Here we publish an abridged version of Radio Svoboda’s article that features previously unknown photos of the Holodomor made by Austrian engineer Alexander Wienerberger who worked in the east-Ukrainian city of Kharkiv – then capital of the Ukrainian Soviet Socialist Republic – in 1932-1933.
His famous photos became a horrible illustration of the artificial famine in the then capital of Soviet Ukraine, Kharkiv. Radio Liberty has discovered several more unknown photos from the Holodomor period in Wienerberger’s family album, provided by the great-granddaughter of the engineer, Samara Pearce.
The material is supplemented by little-known photos and excerpts from Alexander Wienerberger’s book of memoirs “Hard times. 15 years as an engineer in Soviet Russia. A True Story,” published in German in 1939. Three chapters of the book are devoted to the Holodomor in Ukraine.
It was in September (1932 – ed.). I was sitting in the sleeping-car of the Moscow-Kharkiv high-speed train, which was taking me to my new job. […] The suffering land looked even scarier during the day than at night. At each station, there were countless carriages packed with peasants and their families. They were guarded by sentries to be carried far northwards to their white death. The fields were uncultivated, the unharvested grain was rotting under the autumn rains. […] I didn’t see any cattle or even geese.
Only unkempt chickens huddled together near abandoned huts. Involuntarily, I remembered how I, a prisoner of war 17 years ago, traveled through the same country, passing wheat fields, seeing a lot of cattle and mountains of food offered at each station. Even in 1926, after the world and civil wars, these lands prospered like before. How inhuman such a force should be to turn a prosperous food-rich country into ruin. […]
The famine was gaining momentum. In the winter (1933 – ed.), corpses of children, mostly of school age, were increasingly often found in remote places and wells. Wandering gangs were killing those unfortunates to sell their clothes at the market.
A woman buried her child who died of inanition in the cemetery. The dying child pressed a small doll to her chest. So she was buried. Two weeks later, a woman accidentally saw this doll in the market. She called the police – and everyone learned the terrible story. For months, the cemetery guard fed his pigs with corpses had a high demand for his pork. […]
Since March 1933, Soviet newspapers had been intimidating every day that those who “sabotage” collective farms will be severely punished. The press kept repeating: if an enemy does not surrender, it will be destroyed. In early April, Soviet authorities promised Ukrainian peasants that their relatives deported to Siberia and northern Russia would be pardoned if they surrendered their fields. The authorities also promised to distribute grain for sowing.
Naive people fell into the trap. They began to cultivate the fields and thus exposed their grain stocks. Of course, they did not receive any seed. A whole army of GPU operatives (the State Political Administration – the Soviet secret service, the predecessor of the NKVD – ed.) flooded the villages. Pretending to be collecting tax debts for previous years, they confiscated the last food from hungry peasants. Ukrainians hid grain in their backyards. These food supplies were sought with bayonets. When the “workers and peasants’ authorities” realized that the hungry peasants would flock to the cities, they stopped selling train tickets for six months. Those could only be obtained by government IDs. At the same time, it was forbidden to send food by rail or post across the country so that citizens could not help their relatives in the villages.

[TO BE DONE]
1. Rewrite the stretch of the Holodomor article from "His famous photos" through "Holodomor in Ukraine.", putting "recollections" in place of "memoirs".
2. Summarize the Holodomor article in two sentences.
3. Carry the Holodomor article on from where it stops.

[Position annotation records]

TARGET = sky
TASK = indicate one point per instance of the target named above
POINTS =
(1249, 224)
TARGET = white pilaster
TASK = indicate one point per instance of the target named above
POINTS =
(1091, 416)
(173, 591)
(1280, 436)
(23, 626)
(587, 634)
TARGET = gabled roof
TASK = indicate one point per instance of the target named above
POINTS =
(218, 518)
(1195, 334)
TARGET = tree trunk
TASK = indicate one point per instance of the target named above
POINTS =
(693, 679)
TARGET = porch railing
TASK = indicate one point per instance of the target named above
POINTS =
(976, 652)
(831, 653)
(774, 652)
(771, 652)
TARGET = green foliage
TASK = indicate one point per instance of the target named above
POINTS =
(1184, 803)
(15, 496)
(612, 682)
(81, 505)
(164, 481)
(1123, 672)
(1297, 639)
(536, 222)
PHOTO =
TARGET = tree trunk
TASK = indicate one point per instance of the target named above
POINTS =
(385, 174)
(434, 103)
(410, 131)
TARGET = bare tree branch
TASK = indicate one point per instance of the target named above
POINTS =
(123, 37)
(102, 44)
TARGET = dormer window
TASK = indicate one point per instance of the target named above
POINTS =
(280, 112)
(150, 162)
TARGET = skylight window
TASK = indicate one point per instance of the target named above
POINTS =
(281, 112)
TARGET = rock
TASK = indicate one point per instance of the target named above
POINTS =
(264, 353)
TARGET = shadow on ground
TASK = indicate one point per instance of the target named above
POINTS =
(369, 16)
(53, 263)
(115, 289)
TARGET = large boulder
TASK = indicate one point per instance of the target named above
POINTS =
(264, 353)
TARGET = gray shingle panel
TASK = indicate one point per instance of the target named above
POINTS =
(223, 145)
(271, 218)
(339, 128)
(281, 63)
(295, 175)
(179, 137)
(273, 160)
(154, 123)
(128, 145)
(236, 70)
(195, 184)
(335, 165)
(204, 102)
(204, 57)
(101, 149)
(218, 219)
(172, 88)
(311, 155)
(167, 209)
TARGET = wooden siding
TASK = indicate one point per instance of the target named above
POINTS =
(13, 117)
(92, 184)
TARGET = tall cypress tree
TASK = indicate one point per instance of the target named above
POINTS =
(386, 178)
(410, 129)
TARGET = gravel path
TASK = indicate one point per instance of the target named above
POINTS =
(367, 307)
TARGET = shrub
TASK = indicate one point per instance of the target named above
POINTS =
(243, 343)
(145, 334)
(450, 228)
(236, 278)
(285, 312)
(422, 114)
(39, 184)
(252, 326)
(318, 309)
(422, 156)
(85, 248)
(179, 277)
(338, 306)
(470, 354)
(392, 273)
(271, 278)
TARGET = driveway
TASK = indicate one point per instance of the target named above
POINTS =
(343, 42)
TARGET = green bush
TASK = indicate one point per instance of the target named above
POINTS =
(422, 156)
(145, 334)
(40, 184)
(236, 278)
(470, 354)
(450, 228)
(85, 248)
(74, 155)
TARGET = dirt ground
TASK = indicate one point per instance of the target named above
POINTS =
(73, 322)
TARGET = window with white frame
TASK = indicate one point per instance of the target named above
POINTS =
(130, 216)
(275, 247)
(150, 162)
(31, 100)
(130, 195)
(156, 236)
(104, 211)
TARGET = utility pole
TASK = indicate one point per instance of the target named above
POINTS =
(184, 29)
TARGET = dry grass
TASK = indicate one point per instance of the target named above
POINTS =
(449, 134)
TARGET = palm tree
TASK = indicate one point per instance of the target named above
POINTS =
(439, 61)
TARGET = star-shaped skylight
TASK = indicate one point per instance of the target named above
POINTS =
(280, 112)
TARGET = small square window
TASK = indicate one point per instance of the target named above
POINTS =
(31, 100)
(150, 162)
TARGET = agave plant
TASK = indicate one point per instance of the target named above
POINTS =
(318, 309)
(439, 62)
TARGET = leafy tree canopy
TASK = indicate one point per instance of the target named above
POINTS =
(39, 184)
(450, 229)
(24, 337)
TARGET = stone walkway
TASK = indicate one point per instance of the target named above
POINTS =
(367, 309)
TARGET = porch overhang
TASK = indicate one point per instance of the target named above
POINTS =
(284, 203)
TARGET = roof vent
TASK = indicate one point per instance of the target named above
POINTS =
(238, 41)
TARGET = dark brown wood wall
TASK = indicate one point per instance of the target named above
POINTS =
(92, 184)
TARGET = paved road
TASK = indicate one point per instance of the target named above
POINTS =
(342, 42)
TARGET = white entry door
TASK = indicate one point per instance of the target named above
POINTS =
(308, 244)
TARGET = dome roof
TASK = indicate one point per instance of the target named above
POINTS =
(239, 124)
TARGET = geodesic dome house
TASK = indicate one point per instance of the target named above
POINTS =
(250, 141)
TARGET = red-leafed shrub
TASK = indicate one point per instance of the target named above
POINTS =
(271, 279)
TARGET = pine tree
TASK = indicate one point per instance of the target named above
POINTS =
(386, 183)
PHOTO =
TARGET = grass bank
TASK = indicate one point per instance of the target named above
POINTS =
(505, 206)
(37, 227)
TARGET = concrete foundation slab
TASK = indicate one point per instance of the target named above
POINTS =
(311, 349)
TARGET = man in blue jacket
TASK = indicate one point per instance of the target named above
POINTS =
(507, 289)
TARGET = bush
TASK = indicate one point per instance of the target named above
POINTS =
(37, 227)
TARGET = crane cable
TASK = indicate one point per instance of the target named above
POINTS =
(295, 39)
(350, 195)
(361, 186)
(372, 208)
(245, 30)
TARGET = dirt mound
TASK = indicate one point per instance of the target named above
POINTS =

[TASK RESULTS]
1.
His famous photos became a horrible illustration of the artificial famine in the then capital of Soviet Ukraine, Kharkiv. Radio Liberty has discovered several more unknown photos from the Holodomor period in Wienerberger’s family album, provided by the great-granddaughter of the engineer, Samara Pearce.
The material is supplemented by little-known photos and excerpts from Alexander Wienerberger’s book of recollections “Hard times. 15 years as an engineer in Soviet Russia. A True Story,” published in German in 1939. Three chapters of the book are devoted to the Holodomor in Ukraine.

2. The article presents previously unknown Holodomor photos and memoir excerpts by Austrian engineer Alexander Wienerberger, who worked in Kharkiv in 1932-1933. His account describes deported peasants, rotting unharvested fields, and murdered children, along with Soviet measures such as GPU grain confiscations, a six-month halt on train ticket sales, and a ban on sending food by rail or post.

3.
In May, I sent my wife to Crimea so that she would not see dead peasants on the streets. But very quickly she received alarming news – her sanatorium was short of food. I packed a few packages and tin cans in a bag to send to the Crimea. The Kharkiv Post Office refused to accept the parcel due to a food blockade. But they came across the wrong person. I think that the director of the post office has never heard as many curses in his life as he did then. Finally, 15 minutes later, he timidly said, “Please, dear comrade, put your things in the box. So that we won’t be able to check what’s inside. So we will accept your parcel with a clear conscience.”
Meanwhile, the tragedy continued. Hundreds and thousands of hungry peasants were coming from afar to the city for help, bread, work, and consolation. They gathered in flocks in the streets and squares, in the city gardens and courtyards. No one drove them away, but neither did they help them.
At this time, the bread ration norms for civilians in the city were reduced to 200 grams. At the same time, the state opened several shops in Kharkiv, where you could buy a kilo of rye bread for 2.5 rubles. Long queues emerged near those shops, sometimes stretching for kilometers. People had to stand from 4 p.m. to get there only on the next day! Everyone was given a kilogram of bread. Despite the fact that the entrances and exits of these stores were secured by police, there were often bloody brawls in the queue. After all, thanks to a kilogram of bread you could live another day or two. […]
The tragedy continued. More and more peasants appeared to sell their last shirt, and the brawls in shops were becoming more violent. The bread was constantly rising in price and cost up to 12 rubles per kilogram at the market.
At the same time, violent epidemics of typhus and dysentery began, which quickly took over the exhausted bodies. People died en masse in the streets. Their hands, swollen with hunger, stiffened begging for alms. First men died, then women, and finally children, poor, innocent creatures.
“Stalin is building a pyramid of Cheops from human skulls,” said my new assistant at the plant, a Ukrainian engineer with whom I sometimes dared to exchange words.
One day I happened to go with the director Katz to the plant Chim. On the road, near our factory, a woman laid with a baby (I noticed her in the morning). I just had a flat tire, so I stopped just before this misfortune. The woman was already dead, lice were crawling on her. The toddler cried pitifully from hunger. The director glanced at me.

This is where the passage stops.